### What you will do
Rewrite every line from the start of the records through the line containing "172 139 L 164", including both ends, and keep every line as it is except for the coordinates in the answers. Multiply each of those coordinates by 1.25 and round to the nearest whole number, with halves rounded up.

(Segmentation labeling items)
....................

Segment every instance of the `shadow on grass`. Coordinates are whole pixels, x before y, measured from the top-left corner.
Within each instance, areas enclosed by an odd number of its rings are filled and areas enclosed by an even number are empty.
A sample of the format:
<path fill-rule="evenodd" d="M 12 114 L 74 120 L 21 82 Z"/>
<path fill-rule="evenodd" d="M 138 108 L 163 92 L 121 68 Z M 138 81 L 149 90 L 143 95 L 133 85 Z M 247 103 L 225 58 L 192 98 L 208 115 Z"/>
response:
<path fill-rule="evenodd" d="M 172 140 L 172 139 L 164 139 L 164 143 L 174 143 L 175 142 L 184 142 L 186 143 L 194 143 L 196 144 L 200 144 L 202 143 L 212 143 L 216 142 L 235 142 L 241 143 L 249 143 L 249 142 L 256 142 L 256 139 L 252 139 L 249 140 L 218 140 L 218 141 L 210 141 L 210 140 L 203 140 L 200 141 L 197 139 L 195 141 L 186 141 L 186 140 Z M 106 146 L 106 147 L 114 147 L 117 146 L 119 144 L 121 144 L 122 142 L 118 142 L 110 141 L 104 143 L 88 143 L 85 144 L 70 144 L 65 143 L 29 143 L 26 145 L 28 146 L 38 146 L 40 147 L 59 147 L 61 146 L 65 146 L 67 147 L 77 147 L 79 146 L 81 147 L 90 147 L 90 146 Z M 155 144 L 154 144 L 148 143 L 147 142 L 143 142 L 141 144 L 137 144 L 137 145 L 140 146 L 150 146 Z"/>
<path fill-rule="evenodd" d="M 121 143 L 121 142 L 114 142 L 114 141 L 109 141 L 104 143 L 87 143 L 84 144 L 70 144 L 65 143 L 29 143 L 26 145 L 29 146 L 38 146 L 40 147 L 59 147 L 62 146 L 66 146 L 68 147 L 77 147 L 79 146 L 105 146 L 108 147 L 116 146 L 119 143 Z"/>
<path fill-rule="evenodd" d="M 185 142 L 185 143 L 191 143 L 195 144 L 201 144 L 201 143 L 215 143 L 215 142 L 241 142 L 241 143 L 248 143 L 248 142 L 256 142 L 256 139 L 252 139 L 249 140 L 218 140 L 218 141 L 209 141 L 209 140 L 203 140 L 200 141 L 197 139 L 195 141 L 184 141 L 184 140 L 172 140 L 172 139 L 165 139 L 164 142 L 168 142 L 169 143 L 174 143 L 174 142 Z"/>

....................

### Answer for this exercise
Segment every instance of the `shadow on grass`. Coordinates are whole pixels, x before y, measured from the top-left corner.
Within each instance, areas enclosed by an odd number of its rings are filled and areas enclosed by an even number are empty.
A sample of the format:
<path fill-rule="evenodd" d="M 12 114 L 74 120 L 21 82 Z"/>
<path fill-rule="evenodd" d="M 138 108 L 163 92 L 121 68 Z M 138 81 L 149 90 L 143 95 L 133 85 Z M 247 103 L 225 58 L 192 98 L 208 115 Z"/>
response:
<path fill-rule="evenodd" d="M 215 175 L 215 174 L 205 174 L 205 179 L 218 179 L 219 178 L 230 178 L 233 179 L 243 179 L 245 180 L 250 180 L 253 179 L 265 179 L 270 178 L 294 178 L 301 179 L 311 179 L 311 178 L 320 178 L 320 174 L 315 174 L 311 175 L 273 175 L 273 176 L 263 176 L 263 175 L 254 175 L 250 176 L 246 174 L 244 176 L 233 176 L 233 175 Z M 133 183 L 133 184 L 143 184 L 146 183 L 149 180 L 151 180 L 153 178 L 148 178 L 138 176 L 130 179 L 110 179 L 106 180 L 88 180 L 81 179 L 36 179 L 33 181 L 35 183 L 48 183 L 50 184 L 74 184 L 76 183 L 81 183 L 84 184 L 96 184 L 99 183 L 101 184 L 113 184 L 113 183 Z M 194 180 L 193 180 L 185 179 L 184 178 L 179 178 L 176 180 L 171 180 L 171 181 L 175 183 L 188 183 Z"/>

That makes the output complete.